Exercise aim:
Can you repeat, word for word, the stretch of the news report on the Zuma conversations from "He was commenting" through "seek to achieve."?
[Document excerpt Boundary: Start]
The broadcast of conversations between former President Jacob Zuma and his son, Duduzane, forms part of a political strategy aimed at, amongst others, eliciting public sympathy and targeting perceived opponents, according to political analyst Somadoda Fikeni.
He was commenting on the dialogue between the two men on a new YouTube channel, titled “Zooming with the Zumas”.
The conversations between father and son earlier this month cover a range of topics, including the passing of Duduzane’s mother, Kate and another family member, Nhlakanipho.
They also discussed the poisoning of Zuma and former Mpumalanga Premier David Mabuza, now Deputy President.
Fikeni says there are a number of outcomes that the conversations seek to achieve.
He says, “It’s a sense of bitterness as a catharsis to say I think I have relieved myself of things that I think I know; the second one to win public sympathy ahead of trials; to profile the son Duduzane Zuma for what seems to be positioning for a future political career; and the last one might just be to try to target the people that are seen as political opponents.”
Umkhonto we Sizwe National Spokesperson, Carl Niehaus, has defended the conversations between Zuma and his son, saying they are not aimed at gaining public sympathy ahead of Zuma’s arms deal trial.
The Zumas have been criticised about their intentions and the timing of the dialogues as the country battles the coronavirus pandemic.
[Document excerpt Boundary: End]
[Entries shown Boundary: Start]
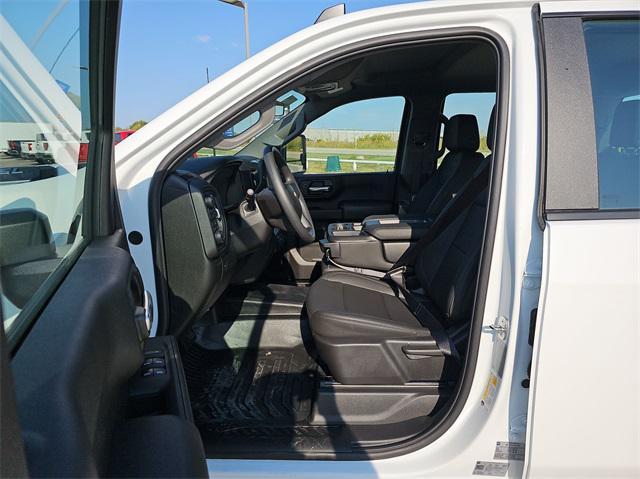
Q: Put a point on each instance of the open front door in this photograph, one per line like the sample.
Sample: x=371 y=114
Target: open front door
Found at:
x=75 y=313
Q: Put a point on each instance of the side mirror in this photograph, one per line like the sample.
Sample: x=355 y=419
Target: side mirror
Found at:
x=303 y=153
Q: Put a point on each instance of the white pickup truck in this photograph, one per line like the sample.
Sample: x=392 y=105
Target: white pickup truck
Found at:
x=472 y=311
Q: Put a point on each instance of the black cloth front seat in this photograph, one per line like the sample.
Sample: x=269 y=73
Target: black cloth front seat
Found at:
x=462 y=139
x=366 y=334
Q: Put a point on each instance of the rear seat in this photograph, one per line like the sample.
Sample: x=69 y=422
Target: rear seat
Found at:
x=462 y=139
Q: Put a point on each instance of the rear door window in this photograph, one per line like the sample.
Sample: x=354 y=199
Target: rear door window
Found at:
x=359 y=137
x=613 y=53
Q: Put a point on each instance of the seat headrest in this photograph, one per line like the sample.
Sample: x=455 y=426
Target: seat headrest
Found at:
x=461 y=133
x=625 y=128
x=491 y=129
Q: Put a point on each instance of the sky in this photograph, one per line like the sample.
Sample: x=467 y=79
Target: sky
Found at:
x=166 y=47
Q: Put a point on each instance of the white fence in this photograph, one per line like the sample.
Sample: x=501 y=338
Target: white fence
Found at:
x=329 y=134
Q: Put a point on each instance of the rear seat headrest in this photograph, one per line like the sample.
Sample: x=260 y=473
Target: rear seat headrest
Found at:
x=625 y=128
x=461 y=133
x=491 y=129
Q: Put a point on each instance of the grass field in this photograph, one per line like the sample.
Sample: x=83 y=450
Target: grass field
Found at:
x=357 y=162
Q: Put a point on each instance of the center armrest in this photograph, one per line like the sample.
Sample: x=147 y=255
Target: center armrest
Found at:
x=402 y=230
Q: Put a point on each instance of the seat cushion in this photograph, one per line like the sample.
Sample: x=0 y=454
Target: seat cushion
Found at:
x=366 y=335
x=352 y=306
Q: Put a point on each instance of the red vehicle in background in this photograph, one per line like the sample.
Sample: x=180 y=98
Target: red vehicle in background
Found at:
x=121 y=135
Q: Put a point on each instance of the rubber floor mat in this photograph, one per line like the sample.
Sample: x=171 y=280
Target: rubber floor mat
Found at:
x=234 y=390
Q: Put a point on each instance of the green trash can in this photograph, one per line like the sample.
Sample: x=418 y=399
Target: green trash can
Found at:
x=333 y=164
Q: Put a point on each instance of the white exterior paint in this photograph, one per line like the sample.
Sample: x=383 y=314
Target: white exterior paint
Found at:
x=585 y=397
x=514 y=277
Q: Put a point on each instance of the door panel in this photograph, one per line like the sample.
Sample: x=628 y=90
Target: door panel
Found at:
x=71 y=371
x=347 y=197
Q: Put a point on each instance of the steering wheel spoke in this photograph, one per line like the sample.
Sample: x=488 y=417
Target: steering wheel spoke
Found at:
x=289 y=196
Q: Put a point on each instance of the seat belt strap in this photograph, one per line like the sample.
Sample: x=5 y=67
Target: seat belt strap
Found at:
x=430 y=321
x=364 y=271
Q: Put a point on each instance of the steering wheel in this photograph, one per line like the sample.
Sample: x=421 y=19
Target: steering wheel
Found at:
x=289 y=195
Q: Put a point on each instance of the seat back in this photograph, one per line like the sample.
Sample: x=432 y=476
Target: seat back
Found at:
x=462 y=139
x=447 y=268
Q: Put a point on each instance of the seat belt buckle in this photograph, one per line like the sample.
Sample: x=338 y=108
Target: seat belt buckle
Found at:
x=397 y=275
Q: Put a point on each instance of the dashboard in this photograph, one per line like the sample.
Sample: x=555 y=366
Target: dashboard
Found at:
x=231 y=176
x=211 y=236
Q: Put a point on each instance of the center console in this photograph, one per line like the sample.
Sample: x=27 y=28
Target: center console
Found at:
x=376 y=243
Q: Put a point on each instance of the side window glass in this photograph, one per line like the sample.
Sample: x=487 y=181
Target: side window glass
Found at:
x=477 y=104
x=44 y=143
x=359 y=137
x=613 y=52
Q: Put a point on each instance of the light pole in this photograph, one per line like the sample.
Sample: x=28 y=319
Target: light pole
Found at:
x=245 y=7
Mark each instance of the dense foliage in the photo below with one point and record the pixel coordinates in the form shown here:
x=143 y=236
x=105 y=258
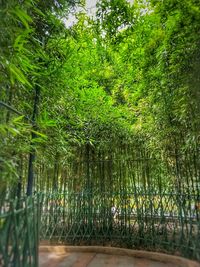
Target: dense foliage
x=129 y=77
[Entries shown Boundary: End]
[Entries shown Boundary: Start]
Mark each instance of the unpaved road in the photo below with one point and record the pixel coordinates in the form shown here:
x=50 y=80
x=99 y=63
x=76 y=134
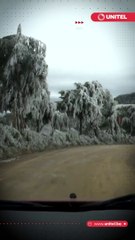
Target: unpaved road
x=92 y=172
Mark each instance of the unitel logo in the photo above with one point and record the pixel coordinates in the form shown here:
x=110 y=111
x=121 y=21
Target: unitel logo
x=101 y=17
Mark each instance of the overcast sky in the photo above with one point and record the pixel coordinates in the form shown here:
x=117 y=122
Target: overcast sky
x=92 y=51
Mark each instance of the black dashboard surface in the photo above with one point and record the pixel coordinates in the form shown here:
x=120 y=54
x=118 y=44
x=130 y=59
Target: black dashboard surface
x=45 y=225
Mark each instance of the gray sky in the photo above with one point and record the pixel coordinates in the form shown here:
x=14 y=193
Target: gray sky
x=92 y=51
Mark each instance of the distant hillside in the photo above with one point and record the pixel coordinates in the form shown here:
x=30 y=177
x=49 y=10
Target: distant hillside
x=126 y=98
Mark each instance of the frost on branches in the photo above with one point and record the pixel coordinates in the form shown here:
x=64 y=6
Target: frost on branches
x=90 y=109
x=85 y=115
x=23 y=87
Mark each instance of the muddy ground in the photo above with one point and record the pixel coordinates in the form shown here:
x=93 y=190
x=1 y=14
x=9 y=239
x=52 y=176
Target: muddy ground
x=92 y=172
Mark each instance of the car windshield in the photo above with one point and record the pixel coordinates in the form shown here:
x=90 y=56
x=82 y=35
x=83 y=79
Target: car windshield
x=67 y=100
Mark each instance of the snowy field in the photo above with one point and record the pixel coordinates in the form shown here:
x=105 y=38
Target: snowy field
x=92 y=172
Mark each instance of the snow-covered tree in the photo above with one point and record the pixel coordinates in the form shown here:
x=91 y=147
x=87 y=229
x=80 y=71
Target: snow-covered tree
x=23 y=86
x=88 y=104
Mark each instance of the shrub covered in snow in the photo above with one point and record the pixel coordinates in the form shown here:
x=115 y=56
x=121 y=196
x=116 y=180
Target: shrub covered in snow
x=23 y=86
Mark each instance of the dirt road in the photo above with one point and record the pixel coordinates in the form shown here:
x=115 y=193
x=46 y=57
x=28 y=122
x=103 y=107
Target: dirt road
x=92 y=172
[Entries shown Boundary: End]
Result:
He was commenting on the dialogue between the two men on a new YouTube channel, titled “Zooming with the Zumas”.
The conversations between father and son earlier this month cover a range of topics, including the passing of Duduzane’s mother, Kate and another family member, Nhlakanipho.
They also discussed the poisoning of Zuma and former Mpumalanga Premier David Mabuza, now Deputy President.
Fikeni says there are a number of outcomes that the conversations seek to achieve.